= YOUR TASK =
Which lines in the material below contain the word "fish"? Gather each one.

Position annotation records
**********

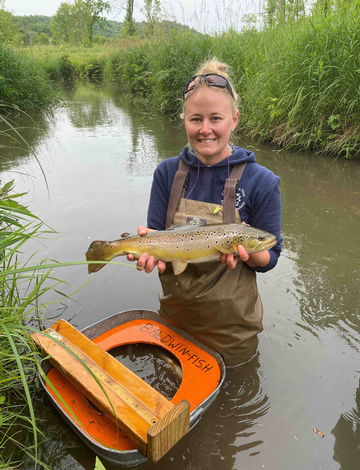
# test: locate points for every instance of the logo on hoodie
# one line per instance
(239, 202)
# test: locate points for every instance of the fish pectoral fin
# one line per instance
(226, 250)
(179, 266)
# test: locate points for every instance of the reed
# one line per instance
(23, 84)
(298, 83)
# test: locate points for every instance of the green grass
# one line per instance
(23, 84)
(299, 84)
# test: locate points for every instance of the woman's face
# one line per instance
(208, 119)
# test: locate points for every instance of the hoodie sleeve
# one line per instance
(266, 215)
(159, 199)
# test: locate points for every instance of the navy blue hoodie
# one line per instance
(257, 197)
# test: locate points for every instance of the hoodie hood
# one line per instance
(239, 155)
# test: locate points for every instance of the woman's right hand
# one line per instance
(147, 263)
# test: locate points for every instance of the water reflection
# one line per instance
(321, 215)
(347, 437)
(20, 133)
(229, 429)
(99, 153)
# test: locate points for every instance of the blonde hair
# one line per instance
(214, 66)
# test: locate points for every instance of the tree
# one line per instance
(75, 23)
(9, 33)
(95, 9)
(152, 10)
(129, 28)
(60, 25)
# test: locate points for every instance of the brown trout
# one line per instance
(181, 245)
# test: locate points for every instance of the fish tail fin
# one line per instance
(98, 251)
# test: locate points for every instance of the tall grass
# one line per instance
(299, 84)
(23, 84)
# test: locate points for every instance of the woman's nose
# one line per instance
(205, 128)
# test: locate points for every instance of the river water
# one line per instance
(98, 152)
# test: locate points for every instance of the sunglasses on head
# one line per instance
(211, 79)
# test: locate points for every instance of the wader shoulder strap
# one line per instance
(176, 190)
(230, 185)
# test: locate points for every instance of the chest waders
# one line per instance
(221, 307)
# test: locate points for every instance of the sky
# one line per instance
(203, 15)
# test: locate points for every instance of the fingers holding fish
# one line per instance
(147, 263)
(232, 260)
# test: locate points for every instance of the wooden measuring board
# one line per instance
(153, 422)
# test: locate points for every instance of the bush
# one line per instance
(23, 84)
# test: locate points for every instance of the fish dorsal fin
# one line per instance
(180, 227)
(179, 266)
(225, 249)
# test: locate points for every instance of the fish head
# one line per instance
(254, 240)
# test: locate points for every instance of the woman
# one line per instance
(212, 181)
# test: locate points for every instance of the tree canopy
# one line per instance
(75, 23)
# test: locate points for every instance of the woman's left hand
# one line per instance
(253, 260)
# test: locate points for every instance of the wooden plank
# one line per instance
(151, 398)
(119, 411)
(164, 434)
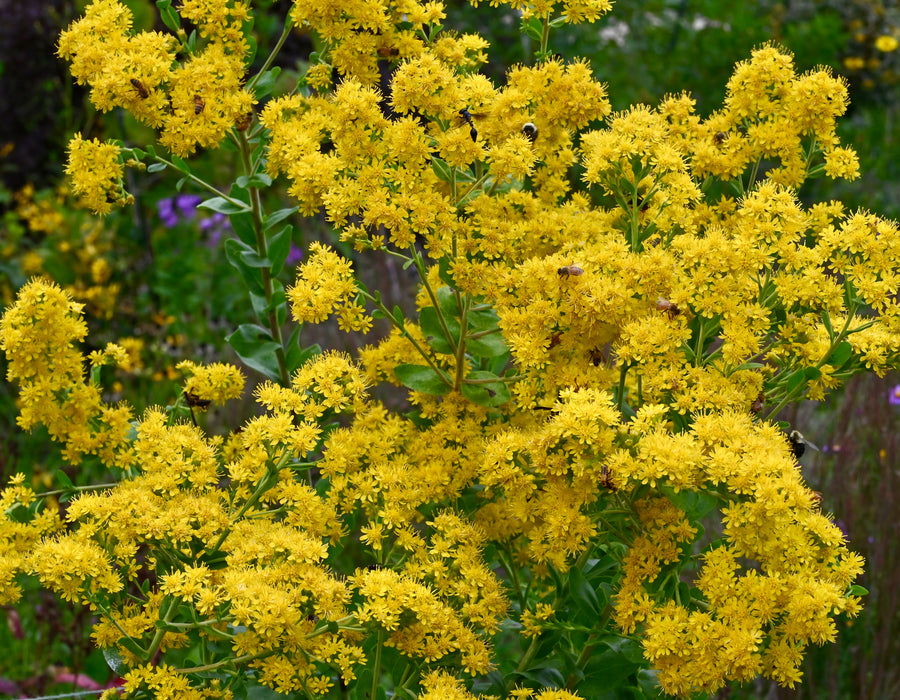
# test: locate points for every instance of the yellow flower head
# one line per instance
(324, 282)
(886, 43)
(96, 173)
(217, 382)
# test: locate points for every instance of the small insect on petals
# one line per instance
(529, 131)
(141, 88)
(670, 309)
(758, 404)
(799, 443)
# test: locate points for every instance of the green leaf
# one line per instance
(266, 82)
(695, 505)
(276, 217)
(483, 320)
(841, 354)
(533, 28)
(63, 479)
(297, 356)
(584, 595)
(259, 180)
(223, 206)
(447, 301)
(252, 275)
(492, 345)
(442, 169)
(169, 16)
(422, 379)
(243, 227)
(257, 350)
(430, 323)
(181, 165)
(280, 248)
(488, 394)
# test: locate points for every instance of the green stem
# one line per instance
(443, 375)
(202, 183)
(91, 487)
(513, 573)
(545, 36)
(272, 54)
(262, 249)
(423, 274)
(463, 304)
(265, 483)
(620, 399)
(228, 662)
(524, 663)
(376, 671)
(160, 631)
(838, 339)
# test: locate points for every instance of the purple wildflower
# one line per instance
(166, 210)
(894, 396)
(295, 255)
(187, 204)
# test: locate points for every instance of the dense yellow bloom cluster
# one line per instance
(96, 170)
(193, 103)
(217, 382)
(596, 367)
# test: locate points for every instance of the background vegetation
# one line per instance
(156, 273)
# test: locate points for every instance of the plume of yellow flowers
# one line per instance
(613, 310)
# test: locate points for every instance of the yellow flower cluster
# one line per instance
(193, 103)
(38, 334)
(215, 383)
(96, 172)
(357, 35)
(324, 283)
(762, 614)
(770, 112)
(645, 324)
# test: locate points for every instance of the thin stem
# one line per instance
(545, 36)
(202, 183)
(513, 573)
(226, 662)
(91, 487)
(423, 274)
(463, 304)
(262, 248)
(406, 334)
(285, 33)
(376, 670)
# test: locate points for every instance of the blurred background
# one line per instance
(155, 279)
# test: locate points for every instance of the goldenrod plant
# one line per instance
(587, 493)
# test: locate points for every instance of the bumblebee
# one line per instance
(243, 122)
(606, 479)
(195, 401)
(141, 88)
(799, 444)
(666, 306)
(758, 405)
(467, 118)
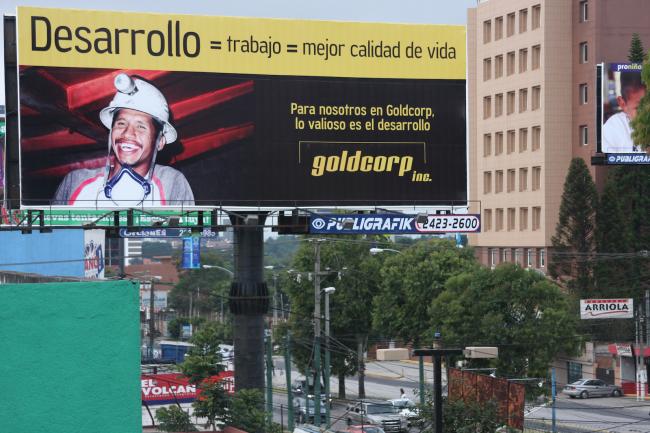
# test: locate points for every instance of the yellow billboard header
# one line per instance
(98, 39)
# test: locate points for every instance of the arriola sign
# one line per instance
(606, 308)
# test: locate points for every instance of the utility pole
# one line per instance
(269, 377)
(287, 369)
(316, 334)
(553, 392)
(152, 323)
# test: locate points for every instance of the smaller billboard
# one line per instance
(94, 243)
(191, 253)
(622, 90)
(169, 388)
(606, 308)
(393, 224)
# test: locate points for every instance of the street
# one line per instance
(619, 414)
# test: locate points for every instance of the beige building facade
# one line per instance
(532, 108)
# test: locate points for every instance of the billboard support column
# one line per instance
(249, 300)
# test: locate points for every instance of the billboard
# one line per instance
(151, 110)
(606, 308)
(622, 89)
(393, 223)
(94, 244)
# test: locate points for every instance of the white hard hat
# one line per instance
(139, 95)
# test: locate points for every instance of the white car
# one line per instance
(406, 408)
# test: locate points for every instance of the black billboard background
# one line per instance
(262, 168)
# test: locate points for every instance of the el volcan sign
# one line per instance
(606, 308)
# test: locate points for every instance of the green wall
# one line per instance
(70, 358)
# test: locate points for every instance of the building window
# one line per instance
(523, 100)
(511, 180)
(498, 143)
(583, 94)
(499, 222)
(537, 98)
(537, 137)
(487, 219)
(574, 371)
(523, 139)
(584, 52)
(537, 17)
(498, 28)
(584, 11)
(523, 179)
(537, 217)
(537, 57)
(510, 140)
(498, 66)
(511, 218)
(510, 103)
(498, 104)
(523, 60)
(498, 181)
(510, 24)
(487, 31)
(537, 178)
(523, 20)
(510, 63)
(487, 107)
(584, 135)
(523, 218)
(487, 182)
(518, 256)
(487, 144)
(487, 69)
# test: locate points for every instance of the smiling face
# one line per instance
(134, 135)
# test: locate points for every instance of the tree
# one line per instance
(411, 281)
(520, 311)
(574, 235)
(636, 53)
(459, 416)
(247, 413)
(355, 274)
(174, 419)
(202, 290)
(201, 363)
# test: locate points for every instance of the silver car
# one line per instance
(585, 388)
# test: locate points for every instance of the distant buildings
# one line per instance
(531, 104)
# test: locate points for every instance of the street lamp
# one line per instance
(375, 251)
(327, 291)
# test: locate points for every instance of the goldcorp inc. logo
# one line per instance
(318, 223)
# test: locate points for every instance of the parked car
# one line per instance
(364, 429)
(300, 387)
(381, 414)
(303, 410)
(585, 388)
(406, 408)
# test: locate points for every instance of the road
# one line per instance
(625, 415)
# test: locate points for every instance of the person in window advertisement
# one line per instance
(624, 89)
(138, 121)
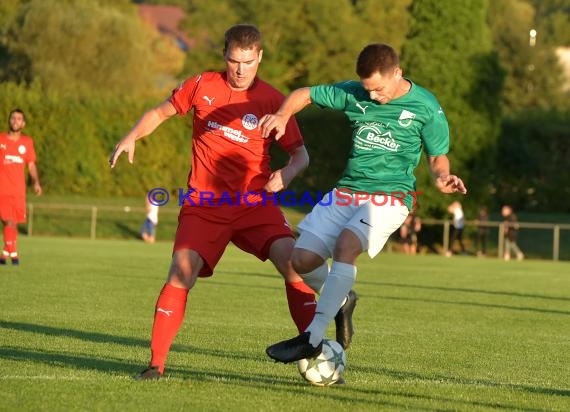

**********

= SOLUTION TO THE EXERCISE =
# test: locate points for every instance of the fish pectoral fin
# test: locate points for every instance of the fish tail fin
# test: locate points for every instance of the fingers holding fish
# test: locate points for every instance of the fish dorsal fin
# test: locate points for every instance of the fish head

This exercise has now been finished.